▶ [Record set]
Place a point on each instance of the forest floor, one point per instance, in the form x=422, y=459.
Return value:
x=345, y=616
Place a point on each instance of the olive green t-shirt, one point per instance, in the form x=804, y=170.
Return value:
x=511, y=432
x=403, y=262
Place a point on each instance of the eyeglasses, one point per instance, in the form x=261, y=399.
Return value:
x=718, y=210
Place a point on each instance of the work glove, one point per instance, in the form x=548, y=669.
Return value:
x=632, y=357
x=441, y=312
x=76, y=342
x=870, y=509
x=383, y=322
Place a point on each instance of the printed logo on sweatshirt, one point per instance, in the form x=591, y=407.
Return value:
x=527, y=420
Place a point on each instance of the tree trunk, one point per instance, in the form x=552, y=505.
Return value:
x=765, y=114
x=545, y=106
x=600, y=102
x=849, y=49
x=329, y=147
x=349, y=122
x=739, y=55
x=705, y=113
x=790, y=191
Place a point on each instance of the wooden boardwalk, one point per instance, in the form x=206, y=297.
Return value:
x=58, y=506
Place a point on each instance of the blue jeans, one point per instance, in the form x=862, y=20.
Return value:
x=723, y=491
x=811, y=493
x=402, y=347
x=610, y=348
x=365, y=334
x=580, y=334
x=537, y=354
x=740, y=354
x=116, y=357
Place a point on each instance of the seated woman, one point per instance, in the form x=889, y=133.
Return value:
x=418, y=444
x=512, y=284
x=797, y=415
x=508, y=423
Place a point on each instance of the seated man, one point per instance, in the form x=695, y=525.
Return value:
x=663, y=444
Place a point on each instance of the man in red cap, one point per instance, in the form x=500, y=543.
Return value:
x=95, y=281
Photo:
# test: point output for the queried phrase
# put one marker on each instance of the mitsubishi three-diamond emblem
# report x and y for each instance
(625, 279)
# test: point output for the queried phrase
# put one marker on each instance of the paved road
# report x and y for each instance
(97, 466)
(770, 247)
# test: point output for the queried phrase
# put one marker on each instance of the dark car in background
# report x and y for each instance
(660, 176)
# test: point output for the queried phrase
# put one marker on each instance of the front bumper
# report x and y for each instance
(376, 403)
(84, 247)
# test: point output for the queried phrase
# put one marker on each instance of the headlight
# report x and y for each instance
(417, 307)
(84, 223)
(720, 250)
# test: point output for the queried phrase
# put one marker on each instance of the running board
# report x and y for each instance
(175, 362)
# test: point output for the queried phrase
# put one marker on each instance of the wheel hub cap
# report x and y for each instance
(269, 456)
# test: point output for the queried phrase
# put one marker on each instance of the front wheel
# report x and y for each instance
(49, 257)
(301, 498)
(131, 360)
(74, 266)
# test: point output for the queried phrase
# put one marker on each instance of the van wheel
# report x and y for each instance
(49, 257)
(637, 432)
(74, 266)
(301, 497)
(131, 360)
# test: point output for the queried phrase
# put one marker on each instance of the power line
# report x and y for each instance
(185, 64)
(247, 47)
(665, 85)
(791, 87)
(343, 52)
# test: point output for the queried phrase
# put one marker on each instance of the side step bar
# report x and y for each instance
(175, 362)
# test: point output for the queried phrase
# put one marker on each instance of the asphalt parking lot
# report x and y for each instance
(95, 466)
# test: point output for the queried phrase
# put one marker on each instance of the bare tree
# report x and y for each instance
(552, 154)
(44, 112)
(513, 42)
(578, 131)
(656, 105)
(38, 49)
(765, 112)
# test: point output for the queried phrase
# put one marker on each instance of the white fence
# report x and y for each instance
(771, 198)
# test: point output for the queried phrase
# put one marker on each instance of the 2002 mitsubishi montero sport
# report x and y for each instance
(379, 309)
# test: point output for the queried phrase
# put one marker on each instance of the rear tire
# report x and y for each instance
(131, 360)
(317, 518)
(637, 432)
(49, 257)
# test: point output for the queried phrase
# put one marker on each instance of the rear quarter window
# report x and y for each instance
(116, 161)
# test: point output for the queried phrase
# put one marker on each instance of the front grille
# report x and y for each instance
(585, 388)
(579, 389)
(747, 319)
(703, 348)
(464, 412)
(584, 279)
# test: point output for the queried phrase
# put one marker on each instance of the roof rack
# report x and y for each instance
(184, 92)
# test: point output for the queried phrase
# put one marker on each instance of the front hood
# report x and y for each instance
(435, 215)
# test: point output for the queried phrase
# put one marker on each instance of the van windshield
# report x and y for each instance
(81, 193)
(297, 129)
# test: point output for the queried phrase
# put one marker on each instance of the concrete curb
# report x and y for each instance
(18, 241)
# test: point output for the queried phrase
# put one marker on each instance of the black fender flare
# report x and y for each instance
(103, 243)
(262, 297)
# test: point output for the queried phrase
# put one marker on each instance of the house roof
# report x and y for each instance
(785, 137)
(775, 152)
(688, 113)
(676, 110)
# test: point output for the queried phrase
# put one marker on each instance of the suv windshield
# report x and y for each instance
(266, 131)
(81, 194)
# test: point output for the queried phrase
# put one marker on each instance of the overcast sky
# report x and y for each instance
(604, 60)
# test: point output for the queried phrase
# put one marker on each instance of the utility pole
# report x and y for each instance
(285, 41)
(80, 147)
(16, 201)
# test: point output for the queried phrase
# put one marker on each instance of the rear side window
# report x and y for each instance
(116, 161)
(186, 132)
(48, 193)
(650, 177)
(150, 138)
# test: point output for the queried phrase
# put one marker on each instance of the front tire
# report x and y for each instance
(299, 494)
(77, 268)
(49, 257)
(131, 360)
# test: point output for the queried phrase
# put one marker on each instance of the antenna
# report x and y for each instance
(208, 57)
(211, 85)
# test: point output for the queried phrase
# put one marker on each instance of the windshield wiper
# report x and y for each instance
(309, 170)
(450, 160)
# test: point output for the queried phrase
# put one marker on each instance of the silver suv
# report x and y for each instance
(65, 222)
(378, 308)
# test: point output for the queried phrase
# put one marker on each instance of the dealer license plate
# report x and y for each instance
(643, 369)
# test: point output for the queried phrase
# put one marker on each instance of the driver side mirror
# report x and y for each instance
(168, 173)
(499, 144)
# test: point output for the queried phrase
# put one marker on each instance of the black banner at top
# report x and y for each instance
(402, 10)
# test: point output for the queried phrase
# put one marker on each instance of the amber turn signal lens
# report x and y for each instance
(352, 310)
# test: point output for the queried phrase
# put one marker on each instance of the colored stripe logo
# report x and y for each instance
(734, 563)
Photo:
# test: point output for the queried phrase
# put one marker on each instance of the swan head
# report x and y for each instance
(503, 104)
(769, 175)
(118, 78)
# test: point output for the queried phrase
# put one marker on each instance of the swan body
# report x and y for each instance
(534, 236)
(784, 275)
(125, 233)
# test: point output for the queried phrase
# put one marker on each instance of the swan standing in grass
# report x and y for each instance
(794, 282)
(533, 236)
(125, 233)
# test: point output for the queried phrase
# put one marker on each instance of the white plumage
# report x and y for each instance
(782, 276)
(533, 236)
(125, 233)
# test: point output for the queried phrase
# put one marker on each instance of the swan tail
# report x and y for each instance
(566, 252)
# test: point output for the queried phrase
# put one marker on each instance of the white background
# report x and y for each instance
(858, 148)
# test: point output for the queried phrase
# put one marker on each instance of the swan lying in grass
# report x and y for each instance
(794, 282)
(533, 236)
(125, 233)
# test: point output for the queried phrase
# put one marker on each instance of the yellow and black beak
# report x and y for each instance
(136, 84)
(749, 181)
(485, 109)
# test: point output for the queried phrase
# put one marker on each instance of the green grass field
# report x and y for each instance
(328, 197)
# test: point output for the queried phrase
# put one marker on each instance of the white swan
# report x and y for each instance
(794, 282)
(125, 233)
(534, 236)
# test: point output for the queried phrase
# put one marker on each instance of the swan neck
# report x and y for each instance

▶ [Your objective]
Where a line of the data holds "background", show that line.

▶ [Task output]
# put one marker on each instance of the dark car in background
# put one marker on each instance of the white background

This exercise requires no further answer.